:: TESTO
Estate,
tempo di tradimenti. Durante la bella stagione sempre più coppie scoppiano
perché uno dei due partner flirta con un estraneo. Il fenomeno è tanto diffuso
da riaccendere un quesito mai sopito: davvero la monogamia è una prerogativa
della specie umana? Secondo varie religioni non c’è dubbio, tuttavia il
modernismo, la rivendicazione dei diritti femminili, e numerose altre conquiste
a livello sociale da parte di ambo i sessi, hanno scardinato completamente
questo principio, arrivando a sospettare che la monogamia sia una forzatura, e
che la specie umana non sia “programmata” per avere un solo compagno/a nella
vita. Ora, però, un nuovo studio sembra ridare animo al vecchio paradigma,
rivelando che la nostra specie è arrivata così in alto nel suo cammino evolutivo,
proprio perché a un certo punto dell’evoluzione è entrata in gioco la
monogamia. Senza sarebbe rimasto allo stato brado, vivendo né più né meno come
i numerosi altri vertebrati e invertebrati che caratterizzano il nostro
pianeta. La monogamia, infatti, ha creato i presupposti per evitare che
individui esterni a un determinato nucleo familiare, potessero sterminare un
clan, accanendosi in particolare sui più piccoli, il futuro della specie; per
evitare gli infanticidi.
::::
:: BLOCCO DATI
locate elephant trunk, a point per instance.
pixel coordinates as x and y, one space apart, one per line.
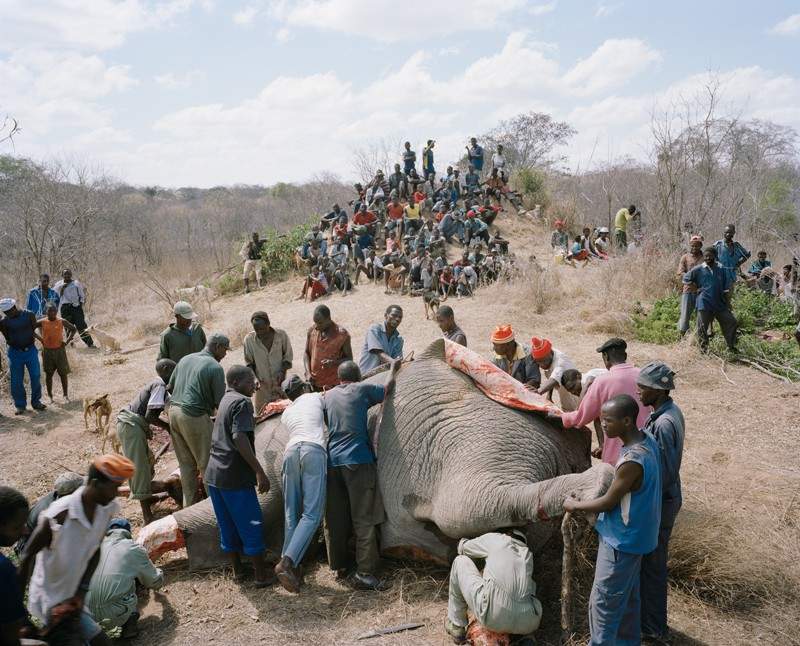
::::
# [ESERCIZI DA SVOLGERE]
[a] Nel testo sulla monogamia, che cosa avrebbe permesso di evitare la monogamia, secondo il nuovo studio?
[b] Prosegui il testo sulla monogamia a partire dalla sua ultima frase.

# [SOLUZIONI DEGLI ESERCIZI]
[a] Gli infanticidi: individui esterni a un nucleo familiare non potevano più sterminare un clan accanendosi sui più piccoli.

[b]
A
queste conclusioni è giunto Christopehr Opie, antropologo dell’University
College of London, dopo aver analizzato il comportamento di 230 specie di
primati e valutato il numero di infanticidi. È emerso che un terzo di essi
osserva la monogamia e che laddove è presente, le chance di sopravvivenza per i
più piccoli sono maggiori. Secondo Opie la monogamia è una conquista evolutiva
relativamente recente, essendosi affermata su per giù 16 milioni di anni fa,
circa 40 milioni di anni dopo l’avvento del primo primate. La scoperta di Opie
trova conferma negli studi di Sergey Gavrilets, biologo evoluzionista
dell’Università di Knoxville, secondo il quale «la “parità dei sessi” ha
rappresentato la maggior transizione in termini di evoluzione, che ha
fortemente alterato la traiettoria evolutiva della nostra specie». Mentre uno
studio condotto dalla University of British Columbia, ha evidenziato che la
poligamia è direttamente proporzionale all’incremento della criminalità (poiché
solo i più abbienti possono ambire a un ampio parterre femminile).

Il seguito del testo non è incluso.